### Goal of the exercise
Locate every line in the items below that contains the word "white" and copy each of those lines out in full.
..............................
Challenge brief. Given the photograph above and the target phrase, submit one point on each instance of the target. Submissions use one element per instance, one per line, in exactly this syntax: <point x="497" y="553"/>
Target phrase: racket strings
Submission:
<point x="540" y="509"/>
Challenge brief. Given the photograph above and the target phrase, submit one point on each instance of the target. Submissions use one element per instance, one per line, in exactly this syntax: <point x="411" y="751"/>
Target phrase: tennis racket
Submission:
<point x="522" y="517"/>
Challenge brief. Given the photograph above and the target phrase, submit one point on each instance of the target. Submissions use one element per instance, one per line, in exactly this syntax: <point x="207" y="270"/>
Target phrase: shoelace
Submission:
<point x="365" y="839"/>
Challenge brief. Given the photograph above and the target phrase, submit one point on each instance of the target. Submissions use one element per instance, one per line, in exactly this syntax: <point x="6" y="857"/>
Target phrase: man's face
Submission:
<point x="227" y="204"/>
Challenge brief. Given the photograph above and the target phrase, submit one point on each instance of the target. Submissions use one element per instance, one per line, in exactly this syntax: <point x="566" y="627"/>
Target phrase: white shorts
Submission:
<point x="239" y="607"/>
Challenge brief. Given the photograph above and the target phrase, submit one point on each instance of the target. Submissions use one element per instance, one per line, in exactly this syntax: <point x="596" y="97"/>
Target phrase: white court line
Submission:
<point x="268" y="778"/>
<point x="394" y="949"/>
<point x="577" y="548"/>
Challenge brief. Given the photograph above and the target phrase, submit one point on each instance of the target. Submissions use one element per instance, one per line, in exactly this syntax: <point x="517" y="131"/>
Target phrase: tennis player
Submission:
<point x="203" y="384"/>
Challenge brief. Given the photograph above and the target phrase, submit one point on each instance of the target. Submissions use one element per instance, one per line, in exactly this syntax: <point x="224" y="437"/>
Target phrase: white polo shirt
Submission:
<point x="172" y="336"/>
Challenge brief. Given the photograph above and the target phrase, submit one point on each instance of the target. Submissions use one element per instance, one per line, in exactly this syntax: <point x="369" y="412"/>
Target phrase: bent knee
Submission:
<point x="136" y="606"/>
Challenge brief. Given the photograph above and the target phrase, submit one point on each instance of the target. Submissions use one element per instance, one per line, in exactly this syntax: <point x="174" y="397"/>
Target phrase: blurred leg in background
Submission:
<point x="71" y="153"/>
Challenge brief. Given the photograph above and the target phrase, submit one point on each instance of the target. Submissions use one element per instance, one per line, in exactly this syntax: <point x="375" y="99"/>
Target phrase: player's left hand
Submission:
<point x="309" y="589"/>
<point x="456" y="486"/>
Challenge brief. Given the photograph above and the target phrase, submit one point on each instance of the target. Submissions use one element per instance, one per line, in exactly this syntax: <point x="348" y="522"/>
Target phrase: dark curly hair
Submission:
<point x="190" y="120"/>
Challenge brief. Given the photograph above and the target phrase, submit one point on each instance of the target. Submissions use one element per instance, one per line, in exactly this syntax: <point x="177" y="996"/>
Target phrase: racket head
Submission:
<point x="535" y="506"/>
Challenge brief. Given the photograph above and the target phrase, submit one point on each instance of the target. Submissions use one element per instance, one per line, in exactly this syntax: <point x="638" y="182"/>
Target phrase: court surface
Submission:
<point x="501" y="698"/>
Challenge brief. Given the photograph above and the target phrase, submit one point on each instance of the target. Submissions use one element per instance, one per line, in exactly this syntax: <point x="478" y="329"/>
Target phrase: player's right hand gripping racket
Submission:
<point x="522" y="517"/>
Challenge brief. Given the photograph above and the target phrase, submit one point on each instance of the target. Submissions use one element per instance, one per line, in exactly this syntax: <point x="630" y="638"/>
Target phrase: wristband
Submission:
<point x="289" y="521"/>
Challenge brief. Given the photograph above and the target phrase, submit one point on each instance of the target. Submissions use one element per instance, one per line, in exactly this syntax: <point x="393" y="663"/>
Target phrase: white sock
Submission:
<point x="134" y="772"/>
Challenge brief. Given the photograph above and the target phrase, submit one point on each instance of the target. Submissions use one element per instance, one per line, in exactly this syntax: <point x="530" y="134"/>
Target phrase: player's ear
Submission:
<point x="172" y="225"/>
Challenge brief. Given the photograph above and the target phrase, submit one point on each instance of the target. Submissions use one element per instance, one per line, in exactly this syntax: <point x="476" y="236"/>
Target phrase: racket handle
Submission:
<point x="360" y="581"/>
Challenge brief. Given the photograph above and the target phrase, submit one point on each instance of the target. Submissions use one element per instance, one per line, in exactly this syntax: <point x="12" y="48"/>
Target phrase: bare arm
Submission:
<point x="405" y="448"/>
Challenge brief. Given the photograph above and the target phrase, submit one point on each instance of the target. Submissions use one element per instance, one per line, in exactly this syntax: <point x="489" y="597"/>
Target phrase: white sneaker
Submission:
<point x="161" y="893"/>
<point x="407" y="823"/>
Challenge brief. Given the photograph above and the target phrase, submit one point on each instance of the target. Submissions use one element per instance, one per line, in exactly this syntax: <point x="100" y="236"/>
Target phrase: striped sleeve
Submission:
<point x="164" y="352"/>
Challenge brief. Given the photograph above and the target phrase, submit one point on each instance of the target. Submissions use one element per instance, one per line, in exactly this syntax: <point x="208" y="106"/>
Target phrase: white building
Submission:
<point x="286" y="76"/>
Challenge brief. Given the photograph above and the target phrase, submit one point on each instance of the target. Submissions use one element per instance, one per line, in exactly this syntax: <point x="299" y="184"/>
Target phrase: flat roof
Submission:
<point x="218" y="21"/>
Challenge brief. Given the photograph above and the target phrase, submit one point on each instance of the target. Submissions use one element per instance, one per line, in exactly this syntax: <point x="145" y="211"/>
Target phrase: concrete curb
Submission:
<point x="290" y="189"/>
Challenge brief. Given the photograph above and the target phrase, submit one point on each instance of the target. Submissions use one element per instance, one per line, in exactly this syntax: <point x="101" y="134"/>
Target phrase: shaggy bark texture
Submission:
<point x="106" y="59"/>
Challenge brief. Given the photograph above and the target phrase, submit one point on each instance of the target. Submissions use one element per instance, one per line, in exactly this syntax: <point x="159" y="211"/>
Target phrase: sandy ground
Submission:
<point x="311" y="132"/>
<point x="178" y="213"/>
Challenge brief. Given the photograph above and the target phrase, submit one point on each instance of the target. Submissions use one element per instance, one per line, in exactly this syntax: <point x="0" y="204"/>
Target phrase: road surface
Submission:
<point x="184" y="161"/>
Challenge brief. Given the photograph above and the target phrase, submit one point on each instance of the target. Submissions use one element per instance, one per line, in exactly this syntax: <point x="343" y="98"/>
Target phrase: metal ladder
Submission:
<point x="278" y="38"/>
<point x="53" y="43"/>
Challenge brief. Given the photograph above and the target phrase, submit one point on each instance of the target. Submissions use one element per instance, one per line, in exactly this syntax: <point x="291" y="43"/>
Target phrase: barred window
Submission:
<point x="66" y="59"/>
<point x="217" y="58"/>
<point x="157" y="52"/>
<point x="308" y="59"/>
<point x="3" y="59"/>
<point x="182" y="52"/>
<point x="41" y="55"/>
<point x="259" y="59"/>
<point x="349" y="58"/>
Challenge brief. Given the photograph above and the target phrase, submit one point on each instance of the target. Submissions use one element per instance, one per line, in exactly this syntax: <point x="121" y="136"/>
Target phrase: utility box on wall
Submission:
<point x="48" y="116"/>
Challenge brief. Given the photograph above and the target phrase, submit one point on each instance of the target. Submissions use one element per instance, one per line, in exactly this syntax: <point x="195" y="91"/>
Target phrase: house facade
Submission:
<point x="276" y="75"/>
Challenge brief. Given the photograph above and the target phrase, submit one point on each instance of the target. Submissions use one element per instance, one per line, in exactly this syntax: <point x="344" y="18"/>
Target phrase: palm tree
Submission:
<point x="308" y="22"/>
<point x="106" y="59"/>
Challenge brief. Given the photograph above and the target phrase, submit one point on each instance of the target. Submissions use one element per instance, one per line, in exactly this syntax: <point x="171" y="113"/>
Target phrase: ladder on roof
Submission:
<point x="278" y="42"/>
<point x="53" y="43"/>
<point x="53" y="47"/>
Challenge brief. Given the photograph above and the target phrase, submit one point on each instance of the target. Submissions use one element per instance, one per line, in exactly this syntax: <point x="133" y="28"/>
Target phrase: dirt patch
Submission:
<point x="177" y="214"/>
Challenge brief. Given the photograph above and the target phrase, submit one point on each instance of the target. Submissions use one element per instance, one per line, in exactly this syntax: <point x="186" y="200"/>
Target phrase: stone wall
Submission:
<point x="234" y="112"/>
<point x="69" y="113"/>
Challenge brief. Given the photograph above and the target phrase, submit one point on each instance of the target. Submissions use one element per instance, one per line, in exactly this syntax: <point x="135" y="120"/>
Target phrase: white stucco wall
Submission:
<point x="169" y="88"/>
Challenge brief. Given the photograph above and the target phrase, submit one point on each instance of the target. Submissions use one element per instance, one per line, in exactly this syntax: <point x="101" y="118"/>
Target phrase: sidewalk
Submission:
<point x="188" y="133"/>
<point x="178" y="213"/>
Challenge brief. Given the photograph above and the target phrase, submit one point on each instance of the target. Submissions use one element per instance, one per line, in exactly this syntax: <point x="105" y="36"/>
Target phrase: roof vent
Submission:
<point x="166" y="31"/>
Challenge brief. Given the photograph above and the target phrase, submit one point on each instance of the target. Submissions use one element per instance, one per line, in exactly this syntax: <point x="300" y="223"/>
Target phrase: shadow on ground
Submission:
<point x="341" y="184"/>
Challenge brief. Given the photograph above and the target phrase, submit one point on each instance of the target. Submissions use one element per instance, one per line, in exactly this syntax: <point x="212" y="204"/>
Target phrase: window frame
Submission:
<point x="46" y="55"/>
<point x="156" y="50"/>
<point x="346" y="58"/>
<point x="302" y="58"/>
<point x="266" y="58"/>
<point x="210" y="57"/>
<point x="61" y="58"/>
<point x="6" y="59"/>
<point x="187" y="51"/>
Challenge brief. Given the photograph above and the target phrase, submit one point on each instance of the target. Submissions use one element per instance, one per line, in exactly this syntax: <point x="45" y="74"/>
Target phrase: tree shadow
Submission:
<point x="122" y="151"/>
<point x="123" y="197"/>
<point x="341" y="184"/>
..............................
### Task result
Target phrase: white shorts
Target phrase: white court line
Target phrase: white polo shirt
Target phrase: white sock
Target phrase: white sneaker
Target phrase: white building
Target phrase: white stucco wall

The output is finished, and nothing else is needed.